**Texte retenu**
----------
M. [E] [S] a formé appel du jugement, par déclaration du 15 avril 2022.

 

Dans ses dernières conclusions, communiquées par voie électronique, le 12 avril 2024, il demande à la Cour, au visa des articles 1103, 1104 et 1193 du code civil, de :

 

« Recevoir Monsieur [E] [S] en son appel,

 

L’y dire bien fondé,

 

La qualité de consultant de Monsieur [S] [E] est largement justifiée,

 

Les honoraires des prestations effectuées tant en France qu’à l’étranger sont certains, exigibles et jamais contestés par la TILLS CONSEIL ET INGENIERIE DES SYSTEMES D’INFORMATION ;

 

L’absence de paiement des honoraires de 52 500 € par la société TILLS CONSEIL ET INGENIERIE DES SYSTEMES D’INFORMATION est à l’origine des préjudices subis par Monsieur [E] [S]

 

EN CONSÉQUENCE

 

REFORMER le jugement du 15 mars 2022 dans l’ensemble de son dispositif.
----------
**Données fournies**

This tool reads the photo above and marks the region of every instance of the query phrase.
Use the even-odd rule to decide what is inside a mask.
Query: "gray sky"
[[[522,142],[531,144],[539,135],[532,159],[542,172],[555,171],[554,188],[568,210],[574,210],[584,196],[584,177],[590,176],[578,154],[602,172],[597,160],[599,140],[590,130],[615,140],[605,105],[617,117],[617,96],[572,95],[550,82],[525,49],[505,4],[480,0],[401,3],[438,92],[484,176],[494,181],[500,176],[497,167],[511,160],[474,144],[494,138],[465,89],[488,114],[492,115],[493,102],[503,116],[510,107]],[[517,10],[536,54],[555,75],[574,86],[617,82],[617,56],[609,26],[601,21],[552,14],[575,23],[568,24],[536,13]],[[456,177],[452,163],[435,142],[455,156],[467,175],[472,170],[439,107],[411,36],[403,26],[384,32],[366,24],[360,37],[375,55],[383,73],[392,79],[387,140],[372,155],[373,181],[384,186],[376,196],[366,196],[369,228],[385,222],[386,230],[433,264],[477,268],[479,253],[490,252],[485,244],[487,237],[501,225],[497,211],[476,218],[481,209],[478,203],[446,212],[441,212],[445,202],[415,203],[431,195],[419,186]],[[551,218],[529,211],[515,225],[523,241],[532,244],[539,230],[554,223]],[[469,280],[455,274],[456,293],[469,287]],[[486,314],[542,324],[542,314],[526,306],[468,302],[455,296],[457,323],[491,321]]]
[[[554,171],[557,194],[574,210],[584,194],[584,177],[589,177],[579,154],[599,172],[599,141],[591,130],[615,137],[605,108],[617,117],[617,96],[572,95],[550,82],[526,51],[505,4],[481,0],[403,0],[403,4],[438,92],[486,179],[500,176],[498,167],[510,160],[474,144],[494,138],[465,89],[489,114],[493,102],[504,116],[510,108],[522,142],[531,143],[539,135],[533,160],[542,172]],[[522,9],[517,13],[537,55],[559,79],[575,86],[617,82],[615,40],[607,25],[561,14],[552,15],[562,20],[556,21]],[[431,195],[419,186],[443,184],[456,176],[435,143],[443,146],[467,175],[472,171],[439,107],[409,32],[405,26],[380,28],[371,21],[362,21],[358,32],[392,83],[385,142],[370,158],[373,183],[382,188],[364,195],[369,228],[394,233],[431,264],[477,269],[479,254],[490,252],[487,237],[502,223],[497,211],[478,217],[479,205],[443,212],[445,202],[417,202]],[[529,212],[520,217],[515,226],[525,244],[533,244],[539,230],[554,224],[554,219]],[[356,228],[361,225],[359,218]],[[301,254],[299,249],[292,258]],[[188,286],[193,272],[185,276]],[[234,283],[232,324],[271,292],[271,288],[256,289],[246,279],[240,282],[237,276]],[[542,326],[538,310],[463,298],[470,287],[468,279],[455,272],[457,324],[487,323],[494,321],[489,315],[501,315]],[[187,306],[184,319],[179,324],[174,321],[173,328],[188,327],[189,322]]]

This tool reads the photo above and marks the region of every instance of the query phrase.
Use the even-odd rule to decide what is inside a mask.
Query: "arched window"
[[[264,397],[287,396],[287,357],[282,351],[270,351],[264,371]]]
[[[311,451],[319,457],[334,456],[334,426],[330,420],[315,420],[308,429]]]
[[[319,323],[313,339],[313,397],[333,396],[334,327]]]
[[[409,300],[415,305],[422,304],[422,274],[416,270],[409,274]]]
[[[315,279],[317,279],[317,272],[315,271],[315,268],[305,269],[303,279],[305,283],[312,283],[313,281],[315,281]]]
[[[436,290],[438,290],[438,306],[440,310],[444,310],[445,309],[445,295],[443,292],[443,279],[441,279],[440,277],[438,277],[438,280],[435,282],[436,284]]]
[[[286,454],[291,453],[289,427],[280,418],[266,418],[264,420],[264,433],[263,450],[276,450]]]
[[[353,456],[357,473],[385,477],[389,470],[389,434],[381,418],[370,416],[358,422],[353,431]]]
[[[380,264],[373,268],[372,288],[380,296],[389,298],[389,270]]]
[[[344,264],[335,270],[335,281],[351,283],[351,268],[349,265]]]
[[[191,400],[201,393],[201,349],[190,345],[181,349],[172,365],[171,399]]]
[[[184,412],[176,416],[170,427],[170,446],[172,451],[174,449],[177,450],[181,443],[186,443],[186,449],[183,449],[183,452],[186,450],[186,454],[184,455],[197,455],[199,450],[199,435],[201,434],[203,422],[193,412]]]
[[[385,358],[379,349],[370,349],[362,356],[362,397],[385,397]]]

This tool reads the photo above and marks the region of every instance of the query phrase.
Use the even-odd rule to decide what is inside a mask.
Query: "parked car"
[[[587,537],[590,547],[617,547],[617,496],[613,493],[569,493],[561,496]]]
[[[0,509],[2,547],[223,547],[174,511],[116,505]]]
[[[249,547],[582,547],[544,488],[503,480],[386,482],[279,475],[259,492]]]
----------
**Énoncé A**
Répondez, s'il vous plaît, à ces questions sur le texte retenu :
(i) À quelle date M. [E] [S] a-t-il formé appel du jugement ?
(ii) Quel est le montant des honoraires dont l'absence de paiement est invoquée ?
(iii) De quelle date est le jugement dont la réformation est demandée ?
**Énoncé B**
Poursuivez le texte retenu sur l'appel de M. [E] [S] à la suite de sa dernière phrase.

**Réponse A**
(i) Le 15 avril 2022.
(ii) 52 500 €.
(iii) Du 15 mars 2022.

**Réponse B**
Y ajoutant,

 

Statuer à nouveau sur :

 

CONDAMNER la société TILLS CONSEIL ET INGENIERIE DES SYSTEMES D’INFORMATION à payer à Monsieur [S] [E] la somme de 52. 500 € à titre d’impayé des honoraires, et ce, sous une astreinte de 100 € par jour de retard à compter de l’expiration d’un délai de six jours suivant la signification de la décision à intervenir

CONDAMNER la société TILLS CONSEIL ET INGENIERIE DES SYSTEMES D’INFORMATION à payer Monsieur [S] la somme de 30 000 € à titre de dommage et intérêts dont 20.000 €uros en application des dispositions de l’article 1231-1 du Code civil, 10.000 €uros en application des dispositions de l’article 1153 du Code civil,

CONDAMNER la société TILLS CONSEIL ET INGENIERIE DES SYSTEMES D’INFORMATION à payer à Monsieur [S] la somme de 5. 000 €uros au titre de l’article 700 du CPC,

CONDAMNER les sociétés défenderesses aux entiers dépens de l’instance et accorder à Maître Augustin KEMADJOU le bénéfice des dispositions de l’article 699 du Code de procédure civile Avocats aux offres de droit.» 

 

Dans ses dernières conclusions, transmises par voie électronique, le 1er juillet 2022, la société Tills demande à la Cour, sur le fondement de l’article 1359 du code civil et de l’article L. 110-4 du code du commerce, de :

 

« CONFIMER en toutes ses dispositions le jugement entrepris.

 

Statuant à nouveau.

 

JUGER que Monsieur [S] exclut toute relation salariée au profit d’une relation contractuelle.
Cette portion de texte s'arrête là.